Write out the records below once more, exactly as they stand.

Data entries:
▶

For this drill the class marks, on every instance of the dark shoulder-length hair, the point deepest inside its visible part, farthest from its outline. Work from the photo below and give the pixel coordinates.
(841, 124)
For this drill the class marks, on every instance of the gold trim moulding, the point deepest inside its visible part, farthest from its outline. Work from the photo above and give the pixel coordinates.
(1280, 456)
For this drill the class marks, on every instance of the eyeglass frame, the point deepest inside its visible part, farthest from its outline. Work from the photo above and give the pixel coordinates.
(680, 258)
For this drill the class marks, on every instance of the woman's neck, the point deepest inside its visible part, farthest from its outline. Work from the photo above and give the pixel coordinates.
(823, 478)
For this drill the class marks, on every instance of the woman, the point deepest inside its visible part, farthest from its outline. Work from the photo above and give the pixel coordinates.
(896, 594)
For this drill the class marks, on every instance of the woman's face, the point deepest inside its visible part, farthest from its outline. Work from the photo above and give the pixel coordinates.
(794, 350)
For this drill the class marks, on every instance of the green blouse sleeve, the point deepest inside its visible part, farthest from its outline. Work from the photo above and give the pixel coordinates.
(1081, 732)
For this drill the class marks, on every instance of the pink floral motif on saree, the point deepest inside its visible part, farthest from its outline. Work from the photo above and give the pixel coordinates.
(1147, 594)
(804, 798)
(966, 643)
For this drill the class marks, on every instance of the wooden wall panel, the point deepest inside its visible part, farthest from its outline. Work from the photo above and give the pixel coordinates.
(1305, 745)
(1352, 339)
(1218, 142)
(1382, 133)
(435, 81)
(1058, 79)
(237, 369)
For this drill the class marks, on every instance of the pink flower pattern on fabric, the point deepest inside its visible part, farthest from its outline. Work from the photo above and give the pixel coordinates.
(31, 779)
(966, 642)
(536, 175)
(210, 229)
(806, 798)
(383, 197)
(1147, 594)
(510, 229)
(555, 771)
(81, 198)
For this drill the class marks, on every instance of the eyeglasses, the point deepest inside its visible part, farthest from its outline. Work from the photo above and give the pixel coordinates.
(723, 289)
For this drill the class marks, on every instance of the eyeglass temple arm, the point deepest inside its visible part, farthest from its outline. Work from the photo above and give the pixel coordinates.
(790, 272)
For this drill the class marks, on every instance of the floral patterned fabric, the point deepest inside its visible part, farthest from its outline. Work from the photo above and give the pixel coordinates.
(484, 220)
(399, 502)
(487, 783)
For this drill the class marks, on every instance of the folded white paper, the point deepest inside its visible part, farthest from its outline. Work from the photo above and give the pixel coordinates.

◀

[THE RESPONSE]
For this drill the class marks, on every instance of the dark shoulder-length hair, the point deepest inside its visible part, farthest from its outline. Work from the photo below and give the pixel coordinates.
(841, 124)
For this drill the class marks, on every instance of the gold trim moulding, the point deepest inside its visible part, farthest from its outline. Work from the photo above and give the pixel coordinates.
(1280, 456)
For this drill the class marks, on every instance of the eyeglass frame, the point deepest inside its visible part, farthest from its outline. Work from the photo above and give the pixel coordinates.
(680, 258)
For this drill the class marks, on every instance of the woman's neck, the point deepest inside its visible part, farthest from its outline. Work from the photo above and give the pixel coordinates.
(823, 478)
For this drill the class marks, on every instance of the woman, the point deepest inside its visible part, farthest from its outline. Work from the photo above and give the pixel coordinates.
(896, 594)
For this drill the class marks, on every instance of the woman's face, the point deepest inside its visible part, farthest from its outline. Work from the photo above and give the pixel coordinates.
(794, 350)
For this drill the class marks, on every instance of the green blouse sleeve, the point deepest inside its visible part, farthest from its outline. Work from the photo above and give the pixel coordinates.
(1081, 732)
For this drill the class marks, on every instance of the pink floral motif on saree, the point deepest inside its visible part, farthest from its outline. Work from the photo above and give the pixel coordinates.
(1147, 594)
(804, 798)
(966, 643)
For this drill the class marks, on every instance of the wooden wall panel, the point deepest inside its visible part, farthest from its outline. Work from the photo above and give the pixel coordinates.
(1305, 745)
(1352, 339)
(1218, 142)
(1382, 133)
(435, 81)
(1058, 79)
(237, 369)
For this drill the class marks, on every instance of the pink flower pattern on fabric, the point deepest inside its visible part, farthest from its outline. Work from the photo above and give the pixel coordinates.
(31, 779)
(966, 642)
(536, 175)
(210, 229)
(806, 798)
(383, 197)
(1147, 594)
(510, 229)
(555, 771)
(81, 198)
For this drill the class marks, on every instance of the eyeglasses, the point deepest inside its visible part, farthest from its outline. Work from the photo above and give the pixel coordinates.
(723, 289)
For this drill the class marks, on every instance of the eyeglass temple arm, the point deepest inside its visible part, farthest from its outline. Work from the photo above and give the pixel coordinates.
(790, 272)
For this drill the class marks, on every instance of the floral patterned fabric, the point deepest inside its visible part, farthest from its outline. Work from the photo above and give the pixel coordinates.
(484, 220)
(399, 502)
(487, 783)
For this drill the class marks, on every instance of the folded white paper, the point deepest inside its visible part, farthest from its outline. Work from the photo above and give the pixel coordinates.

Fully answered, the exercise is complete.